▶ [Selection]:
>>>>
Gym membership? Anywhere from 300 pesos to 2000 pesos a month. 

Nice clothes? We do all of our shopping on trips to the States; clothes are expensive in Mexico. 

Maid? 250/day, maybe.

Hope that helps.


----------



## marv1 (Apr 14, 2014)

Thanks everyone for the comprehensive replies, much appreciated.
So it seems I'll be able to live comfortably rather than extravagantly. 
I don't have particularly fancy taste...clothes - Zara rather than Armani, gym - a few cardio machines and weights rather than jacuzzis etc, eating out - pasta etc in a mid-price restaurant...
So sounds like 30k should just about be ok. I just want to know that I won't be struggling, fretting over money or unable to buy a few nice things now and then.
And I realise lots of Mexicans live on a lot less.
Thanks again!


----------



## Isla Verde (Oct 19, 2011)

marv1 said:


> Thanks everyone for the comprehensive replies, much appreciated.
> So it seems I'll be able to live comfortably rather than extravagantly.
> I don't have particularly fancy taste...clothes - Zara rather than Armani, gym - a few cardio machines and weights rather than jacuzzis etc, eating out - pasta etc in a mid-price restaurant...
> So sounds like 30k should just about be ok. I just want to know that I won't be struggling, fretting over money or unable to buy a few nice things now and then.
> ...
<<<<
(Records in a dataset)
>>>>
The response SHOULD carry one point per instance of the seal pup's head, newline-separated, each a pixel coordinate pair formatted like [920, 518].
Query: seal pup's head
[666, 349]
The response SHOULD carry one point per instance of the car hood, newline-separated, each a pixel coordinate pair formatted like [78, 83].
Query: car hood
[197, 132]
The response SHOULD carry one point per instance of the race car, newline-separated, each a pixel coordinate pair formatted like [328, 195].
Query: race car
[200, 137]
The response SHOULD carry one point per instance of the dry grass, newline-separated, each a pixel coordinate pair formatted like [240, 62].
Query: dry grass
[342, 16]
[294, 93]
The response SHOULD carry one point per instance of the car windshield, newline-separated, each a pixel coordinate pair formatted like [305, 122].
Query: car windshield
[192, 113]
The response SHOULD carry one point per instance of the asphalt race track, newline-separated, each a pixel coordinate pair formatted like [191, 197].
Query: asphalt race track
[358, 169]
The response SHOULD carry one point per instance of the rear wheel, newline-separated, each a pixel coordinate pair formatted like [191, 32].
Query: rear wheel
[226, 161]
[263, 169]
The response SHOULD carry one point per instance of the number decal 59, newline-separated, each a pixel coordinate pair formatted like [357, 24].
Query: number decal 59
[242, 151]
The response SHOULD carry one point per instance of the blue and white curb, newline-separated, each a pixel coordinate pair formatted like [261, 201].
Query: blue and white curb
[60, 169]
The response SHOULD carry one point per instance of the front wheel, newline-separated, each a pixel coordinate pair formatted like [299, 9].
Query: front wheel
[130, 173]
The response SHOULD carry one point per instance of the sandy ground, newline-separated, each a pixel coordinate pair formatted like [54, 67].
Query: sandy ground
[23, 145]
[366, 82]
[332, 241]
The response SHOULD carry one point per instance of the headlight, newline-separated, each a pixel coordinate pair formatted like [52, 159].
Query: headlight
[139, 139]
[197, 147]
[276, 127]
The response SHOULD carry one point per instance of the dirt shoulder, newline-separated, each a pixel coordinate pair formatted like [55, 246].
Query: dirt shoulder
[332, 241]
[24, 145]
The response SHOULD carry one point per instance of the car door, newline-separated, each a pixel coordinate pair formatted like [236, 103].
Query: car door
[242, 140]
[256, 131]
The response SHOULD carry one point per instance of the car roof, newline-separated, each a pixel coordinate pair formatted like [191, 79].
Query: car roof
<<<<
▶ [Problem to solve]: Reproduce the thread on living costs in Mexico from "Gym membership? Anywhere" up to and including "expensive in Mexico.", renaming "pesos" to "Mexican pesos".

▶ [Result of the exercise]:
Gym membership? Anywhere from 300 Mexican pesos to 2000 Mexican pesos a month. 

Nice clothes? We do all of our shopping on trips to the States; clothes are expensive in Mexico.